### TASK:
Repeat the whole listing exactly.

:: DATA LINES ::

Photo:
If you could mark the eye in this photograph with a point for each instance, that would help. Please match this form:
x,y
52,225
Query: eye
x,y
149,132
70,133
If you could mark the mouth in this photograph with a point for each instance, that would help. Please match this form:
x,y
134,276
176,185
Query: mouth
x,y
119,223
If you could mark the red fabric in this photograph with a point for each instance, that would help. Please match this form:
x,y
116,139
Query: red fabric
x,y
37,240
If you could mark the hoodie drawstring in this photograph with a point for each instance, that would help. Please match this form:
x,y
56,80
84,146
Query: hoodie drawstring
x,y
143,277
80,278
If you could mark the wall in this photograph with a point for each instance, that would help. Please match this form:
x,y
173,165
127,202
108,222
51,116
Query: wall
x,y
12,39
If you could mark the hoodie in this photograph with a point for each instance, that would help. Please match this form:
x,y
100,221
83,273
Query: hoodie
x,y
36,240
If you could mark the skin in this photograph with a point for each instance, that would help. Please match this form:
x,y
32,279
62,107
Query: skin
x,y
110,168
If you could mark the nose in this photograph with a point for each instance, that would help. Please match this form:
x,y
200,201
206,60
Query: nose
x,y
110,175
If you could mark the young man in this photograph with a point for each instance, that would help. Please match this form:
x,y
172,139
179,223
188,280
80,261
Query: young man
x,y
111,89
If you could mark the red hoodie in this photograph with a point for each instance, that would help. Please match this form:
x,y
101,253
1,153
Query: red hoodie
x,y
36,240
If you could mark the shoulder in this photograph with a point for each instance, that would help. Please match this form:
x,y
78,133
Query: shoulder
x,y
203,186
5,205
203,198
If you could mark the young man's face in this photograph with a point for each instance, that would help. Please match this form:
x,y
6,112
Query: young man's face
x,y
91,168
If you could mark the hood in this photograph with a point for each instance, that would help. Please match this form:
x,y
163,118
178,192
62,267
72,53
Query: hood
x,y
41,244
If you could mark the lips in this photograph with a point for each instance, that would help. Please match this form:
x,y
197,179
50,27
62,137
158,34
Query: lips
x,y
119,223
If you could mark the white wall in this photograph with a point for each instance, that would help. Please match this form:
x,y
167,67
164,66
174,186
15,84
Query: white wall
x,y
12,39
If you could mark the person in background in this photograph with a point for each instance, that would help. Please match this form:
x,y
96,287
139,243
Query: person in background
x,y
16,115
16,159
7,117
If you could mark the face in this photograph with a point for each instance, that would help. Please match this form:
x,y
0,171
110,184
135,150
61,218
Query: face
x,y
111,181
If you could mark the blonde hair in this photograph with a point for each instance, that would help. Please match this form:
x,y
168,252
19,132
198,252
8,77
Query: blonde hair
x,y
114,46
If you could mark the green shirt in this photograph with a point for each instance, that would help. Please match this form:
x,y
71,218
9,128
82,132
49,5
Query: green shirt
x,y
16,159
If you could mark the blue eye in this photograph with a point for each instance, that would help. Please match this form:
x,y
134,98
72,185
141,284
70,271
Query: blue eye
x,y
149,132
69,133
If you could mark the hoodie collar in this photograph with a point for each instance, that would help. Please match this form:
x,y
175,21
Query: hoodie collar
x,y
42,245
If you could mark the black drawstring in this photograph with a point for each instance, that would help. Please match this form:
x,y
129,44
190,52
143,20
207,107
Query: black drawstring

:::

### OUTPUT OF THE EXERCISE:
Photo:
If you could mark the eye in this photograph with a point for each instance, that would help. Please match this form:
x,y
52,225
Query: eye
x,y
149,132
70,133
If you could mark the mouth in this photograph with a point for each instance, that would help. Please match this form:
x,y
134,276
176,185
Query: mouth
x,y
119,223
If you could mark the red fabric in this photograph with a point for each instance, that would help. Please match this form:
x,y
116,139
Query: red fabric
x,y
37,240
If you could mark the hoodie drawstring in this photograph with a point for each instance, that would help. Please match this form:
x,y
56,80
84,146
Query: hoodie drawstring
x,y
143,277
80,278
If you could mark the wall in this photograph with a point for each instance, that would help. Please match this form:
x,y
173,165
127,202
108,222
51,116
Query: wall
x,y
12,39
If you could mark the hoodie in this photograph with a point for each instance, that would help. Please match this form:
x,y
100,221
83,273
Query: hoodie
x,y
36,240
If you could mark the skin in this photograph with a point for each instance, that would help. Please match this form:
x,y
32,279
62,107
Query: skin
x,y
110,168
If you could mark the nose in this photograph with a point for each instance, that would help. Please match this form:
x,y
200,201
206,60
Query: nose
x,y
110,175
If you could mark the young man in this photograph with a point for each instance, that would help. Please match this form:
x,y
172,139
179,223
188,280
80,261
Query: young man
x,y
111,89
If you could mark the red hoodie in this photograph with a point for each instance, that would help. Please match this form:
x,y
101,253
1,153
Query: red hoodie
x,y
36,240
If you could mark the shoulder in this photograph with a point for each instance, that would help. Please match this form:
x,y
78,133
Query: shoulder
x,y
203,186
5,205
203,198
If you could mark the young man's face in this photograph with a point for each instance, that would help. Please match this form:
x,y
6,112
Query: young man's face
x,y
91,168
If you could mark the hood in this photograph with a point for each instance, that would help. Please match this form:
x,y
163,118
178,192
62,267
72,53
Query: hood
x,y
41,244
If you could mark the lips in this photograph with a point for each instance, that would help. Please match this form:
x,y
197,179
50,27
62,137
158,34
Query: lips
x,y
119,223
If you could mark the white wall in this photograph with a point for each instance, that would help. Please match this form:
x,y
167,67
164,66
174,186
15,84
Query: white wall
x,y
12,39
If you could mark the person in background in this photograph with a point for each instance, that would help. Please match this form:
x,y
96,287
139,243
Query: person in background
x,y
16,115
16,159
7,117
If you could mark the face in this photograph with a point for each instance, that would help. Please match this form:
x,y
0,171
110,184
135,150
61,218
Query: face
x,y
111,181
If you could mark the blonde hair in this photograph with a point for each instance, that would help. Please match this form:
x,y
168,252
19,132
198,252
8,77
Query: blonde hair
x,y
114,46
If you could mark the green shirt in this photograph with a point for each instance, that would help. Please match this form:
x,y
71,218
9,128
82,132
49,5
Query: green shirt
x,y
16,159
If you could mark the blue eye in this photograph with a point for each instance, that would help. Please match this form:
x,y
134,98
72,185
141,284
70,271
Query: blue eye
x,y
149,132
69,133
If you could mark the hoodie collar in this photograph with a point for each instance, that would help. Please match this form:
x,y
175,21
Query: hoodie collar
x,y
42,245
If you could mark the black drawstring in this photograph with a point for each instance, that would help. Please match this form:
x,y
129,44
190,52
143,20
207,107
Query: black drawstring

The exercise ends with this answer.